Daniël Reijsbergen, Aung Maw, Zheng Yang, Tien Tuan Anh Dinh, and Jianying Zhou. “TAP: Transparent and Privacy-Preserving Data Services.” To appear at USENIX Security 2023.
- Data Services: In our setting, a data service collects data from users and allows them to perform a variety of SQL queries that compute aggregates over subsets, such as SUM, MIN/MAX, and QUANTILE queries.
- Binary Trees: A layered data structure consisting of nodes, such that each node points to at most two child nodes in the lower layer.
- Merkle Trees: A Merkle tree is a type of binary tree in which the hashes of individual data values are stored in the leaf nodes of the tree, and the value in each intermediate node equals the hash of the data in two underlying nodes. Given a leaf node and the root of a tree, it is easy to prove that the leaf node is indeed included in the tree through a Merkle inclusion proof.
- Cryptographic Commitments: A cryptographic commitment c(x,r) of a data value x and a random value r allows someone to commit to a value x without revealing it. Without knowledge of r, the commitment c(x,r) reveals nothing about x. A commitment scheme is called additively homomorphic if c(x, r) + c(x’, r’) = c(x+x’, r+r’).
- Zero-knowledge Range Proofs In our setting, a zero-knowledge range proof system allows someone to prove that the underlying value x in a commitment c(x,r) is within some range [a,b]. Importantly, the proof does not reveal anything about the underlying value x apart from a <= x <= b.
We present TAP, a multi-user data service that protects data privacy and integrity while providing transparency to a wide range of operations.
We illustrate TAP using three use cases: smart grids, congestion pricing, and digital advertising.
The system model of TAP consists of a server, users, auditors, and a bulletin board.
The server runs the data service by collecting user data, building and maintaining a secure data structure on top of the data, and responding to user queries.
Users upload one data entry per time slot and perform queries to compute aggregates over subsets of the data. Users also monitor the data structure to verify that their data has been included correctly.
Auditors have a powerful computer and verify some structural properties of the data structure maintained by the server.
The bulletin board (for example, a public blockchain) allows users to detect equivocation, which means that the server cannot present different versions of the data structure to different users.
Each data entry consists of a User ID, a time slot, a data value, and some attributes (e.g., neighborhood and household size in a smart grid).
We assume the following threat model: the server wants to convince users of incorrect query results, and honest-but-curious users want to use proofs and query results to learn the privacy-sensitive data of other users.
Our goal is to design a transparent data service that guarantees the following properties under the threat model:
Rich operations for multiple users: the system supports a wide range of queries on the aggregate data generated by multiple independent users.
Data privacy: a user can only learn a limited number of other users’ values by performing queries.
a. Data integrity: the server cannot change user data without being detected.
b. Transparency: for each supported query, the server cannot convince the user to accept incorrect results computed from incorrect, incomplete, or artificial data.
Efficiency: the computation, storage, and network costs at the server and the user’s client are small. Query overheads grow sublinearly with the number of users and epochs.
Various existing approaches can provide some, but not all of these properties.
- TAP uses a new tree structure to support efficient queries and proofs, which extends, and combines elements from, previous approaches such as Proofs-of-Liabilities and Merkle².
- User values are stored in sum trees, which are an extended version of Merkle trees that not only store the hashes of user values in the leaves, but also the cryptographic commitments of these values. Furthermore, the intermediate nodes do not only store hashes but also the sums of the commitments in the child nodes. (This is only possible if the commitment scheme is additively homomorphic.)

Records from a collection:
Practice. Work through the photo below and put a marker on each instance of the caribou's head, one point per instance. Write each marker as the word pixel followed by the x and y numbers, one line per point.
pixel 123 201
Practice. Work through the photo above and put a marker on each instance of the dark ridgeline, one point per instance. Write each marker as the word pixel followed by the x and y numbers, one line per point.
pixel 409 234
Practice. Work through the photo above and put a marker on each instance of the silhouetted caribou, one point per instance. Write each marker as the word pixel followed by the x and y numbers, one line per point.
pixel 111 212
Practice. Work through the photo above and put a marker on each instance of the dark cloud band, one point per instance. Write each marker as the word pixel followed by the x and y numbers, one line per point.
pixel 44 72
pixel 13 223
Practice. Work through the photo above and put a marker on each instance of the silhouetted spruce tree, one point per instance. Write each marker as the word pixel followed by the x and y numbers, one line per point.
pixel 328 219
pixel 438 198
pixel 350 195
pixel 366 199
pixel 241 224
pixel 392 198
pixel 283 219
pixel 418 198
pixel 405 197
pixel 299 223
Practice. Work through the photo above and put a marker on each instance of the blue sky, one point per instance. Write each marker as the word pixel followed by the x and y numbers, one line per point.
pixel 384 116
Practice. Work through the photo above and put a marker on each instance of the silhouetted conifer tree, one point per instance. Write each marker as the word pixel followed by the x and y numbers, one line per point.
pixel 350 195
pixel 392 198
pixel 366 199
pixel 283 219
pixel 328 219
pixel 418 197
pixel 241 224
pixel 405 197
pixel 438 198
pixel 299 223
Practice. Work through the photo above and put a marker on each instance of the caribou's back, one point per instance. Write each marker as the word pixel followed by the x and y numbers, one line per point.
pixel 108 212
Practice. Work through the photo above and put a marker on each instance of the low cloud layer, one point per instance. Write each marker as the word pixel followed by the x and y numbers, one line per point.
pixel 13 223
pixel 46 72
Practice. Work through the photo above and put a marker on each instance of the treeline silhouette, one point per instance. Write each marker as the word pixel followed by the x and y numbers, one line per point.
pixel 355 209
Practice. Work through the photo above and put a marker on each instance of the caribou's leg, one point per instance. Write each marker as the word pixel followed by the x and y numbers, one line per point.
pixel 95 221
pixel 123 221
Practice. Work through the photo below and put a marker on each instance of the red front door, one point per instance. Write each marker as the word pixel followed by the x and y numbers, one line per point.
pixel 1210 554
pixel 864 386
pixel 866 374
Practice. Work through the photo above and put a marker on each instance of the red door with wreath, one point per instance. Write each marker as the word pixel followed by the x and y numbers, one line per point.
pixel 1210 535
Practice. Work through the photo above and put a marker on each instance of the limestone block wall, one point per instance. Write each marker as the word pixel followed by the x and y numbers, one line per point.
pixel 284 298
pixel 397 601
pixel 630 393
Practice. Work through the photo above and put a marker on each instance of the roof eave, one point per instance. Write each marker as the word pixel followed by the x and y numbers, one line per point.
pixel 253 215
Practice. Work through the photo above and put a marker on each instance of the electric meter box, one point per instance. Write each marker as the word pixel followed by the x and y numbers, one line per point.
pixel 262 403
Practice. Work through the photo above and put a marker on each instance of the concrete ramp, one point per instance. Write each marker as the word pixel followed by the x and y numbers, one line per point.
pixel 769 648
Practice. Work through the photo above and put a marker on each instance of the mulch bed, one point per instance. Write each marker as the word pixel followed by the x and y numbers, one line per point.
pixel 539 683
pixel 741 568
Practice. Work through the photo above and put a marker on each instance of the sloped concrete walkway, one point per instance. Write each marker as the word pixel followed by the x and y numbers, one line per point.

** EXERCISE INSTRUCTIONS **
(1) Rescale the records from the line with "of the roof" to the line with "pixel 253 215", both included. Reproduce every line, request included, and multiply the pixel coordinates in the answers by 0.75, rounding to whole numbers with halves rounded up.
(2) Write the next part of the passage on the TAP data service, starting from where it stops.

** SET OF ANSWERS **
(1)
Practice. Work through the photo above and put a marker on each instance of the roof eave, one point per instance. Write each marker as the word pixel followed by the x and y numbers, one line per point.
pixel 190 161

(2)
- Each sum tree corresponds to a unique combination of data attributes, and the various sum trees are combined in a prefix tree that allows users to specify the range of attributes over which they perform the query; for example, over which neighborhoods they want to compute the average energy consumption.
- In TAP, the prefix tree is append-only and chronological (batches of new leaf nodes are always added to the right of the existing leaf nodes), and the leaves in sum trees are sorted in terms of their values.
- The above properties can be verified by auditors without revealing privacy-sensitive user data: it is easy to verify that the prefix tree is append-only and chronological, and auditors can verify that the leaf values are sorted correctly using zero-knowledge range proofs.
- Each type of supported query – inclusion, sums, minima/maxima, and quantiles – has an associated proof that allows users to verify that the computation has been performed correctly.
- For example, the proof for a MAX query shows that among all sum trees, the rightmost leaf in each sum tree in the desired range is at most equal to the MAX value, and that the value of at least one of the rightmost nodes is equal to it.
- TAP also supports sums of higher (statistical) moments of the data values, which, for example, enables users to compute sample standard deviations over subsets of the data.
- TAP achieves all of the main properties of a transparent data service.
- Rich operations, including sums, sums over higher moments, minima/maxima, and quantiles, for multiple independent users.
- Privacy, because queries and proofs do not reveal user values, but only commitments. However, in some cases individual measurements may be revealed - for example, a min/max query will reveal a single data value. However, this value cannot be trivially linked to a user’s identity.
- Integrity, because if the server adds incorrect user values, then this is detected by the users who monitor their data through inclusion proofs, and modifying or removing data is detected by auditors.
- Transparency, because the server is not able to generate valid proofs for incorrect computations.
- Efficiency, as witnessed by a numerical evaluation that investigates end-to-end performance, a comparison against the most closely related baselines (although these satisfy different design goals), and scalability experiments.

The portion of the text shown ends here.